Requirement: Take the entries below and print, exactly, the stretch from the line containing "of the blue" through the line containing "of the shadow", both included.

[Data extracts — start]

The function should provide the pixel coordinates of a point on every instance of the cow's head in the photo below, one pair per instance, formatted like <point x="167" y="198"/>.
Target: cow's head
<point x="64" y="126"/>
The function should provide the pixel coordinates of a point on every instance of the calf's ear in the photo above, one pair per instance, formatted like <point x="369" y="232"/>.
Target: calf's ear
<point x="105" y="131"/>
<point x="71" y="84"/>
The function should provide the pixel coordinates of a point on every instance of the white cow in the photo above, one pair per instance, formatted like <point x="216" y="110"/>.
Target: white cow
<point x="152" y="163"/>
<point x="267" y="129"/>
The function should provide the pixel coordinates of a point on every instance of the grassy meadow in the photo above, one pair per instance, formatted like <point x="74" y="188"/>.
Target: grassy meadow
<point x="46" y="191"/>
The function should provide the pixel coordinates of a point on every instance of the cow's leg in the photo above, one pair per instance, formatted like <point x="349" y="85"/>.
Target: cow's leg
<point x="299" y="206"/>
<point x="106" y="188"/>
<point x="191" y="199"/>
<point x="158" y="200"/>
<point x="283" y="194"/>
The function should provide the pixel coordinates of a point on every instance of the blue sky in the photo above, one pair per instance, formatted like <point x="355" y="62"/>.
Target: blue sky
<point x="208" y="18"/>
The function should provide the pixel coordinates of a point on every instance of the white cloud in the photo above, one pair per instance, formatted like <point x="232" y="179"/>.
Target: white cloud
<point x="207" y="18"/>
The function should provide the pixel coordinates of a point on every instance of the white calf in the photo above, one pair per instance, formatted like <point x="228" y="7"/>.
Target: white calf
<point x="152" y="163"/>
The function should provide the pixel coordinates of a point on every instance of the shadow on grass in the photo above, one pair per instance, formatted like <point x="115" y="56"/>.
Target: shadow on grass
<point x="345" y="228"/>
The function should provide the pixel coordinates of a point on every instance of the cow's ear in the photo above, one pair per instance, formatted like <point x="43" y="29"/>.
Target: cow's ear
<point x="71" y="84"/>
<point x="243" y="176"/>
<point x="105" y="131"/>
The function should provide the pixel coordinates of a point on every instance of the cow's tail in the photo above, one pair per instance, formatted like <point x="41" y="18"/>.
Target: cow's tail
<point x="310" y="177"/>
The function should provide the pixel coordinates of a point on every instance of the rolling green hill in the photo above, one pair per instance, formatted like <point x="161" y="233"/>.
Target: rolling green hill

[Data extracts — finish]

Written solution:
The function should provide the pixel coordinates of a point on every instance of the blue sky in the photo above, one pair per instance, formatted like <point x="355" y="62"/>.
Target: blue sky
<point x="208" y="18"/>
The function should provide the pixel coordinates of a point on every instance of the white cloud in the photo above, one pair per instance, formatted like <point x="232" y="179"/>.
Target: white cloud
<point x="207" y="18"/>
The function should provide the pixel coordinates of a point on every instance of the white calf in the photo above, one pair per instance, formatted like <point x="228" y="7"/>.
Target: white calf
<point x="152" y="163"/>
The function should provide the pixel coordinates of a point on every instance of the shadow on grass in the photo above, one pair per instance, formatted like <point x="115" y="56"/>.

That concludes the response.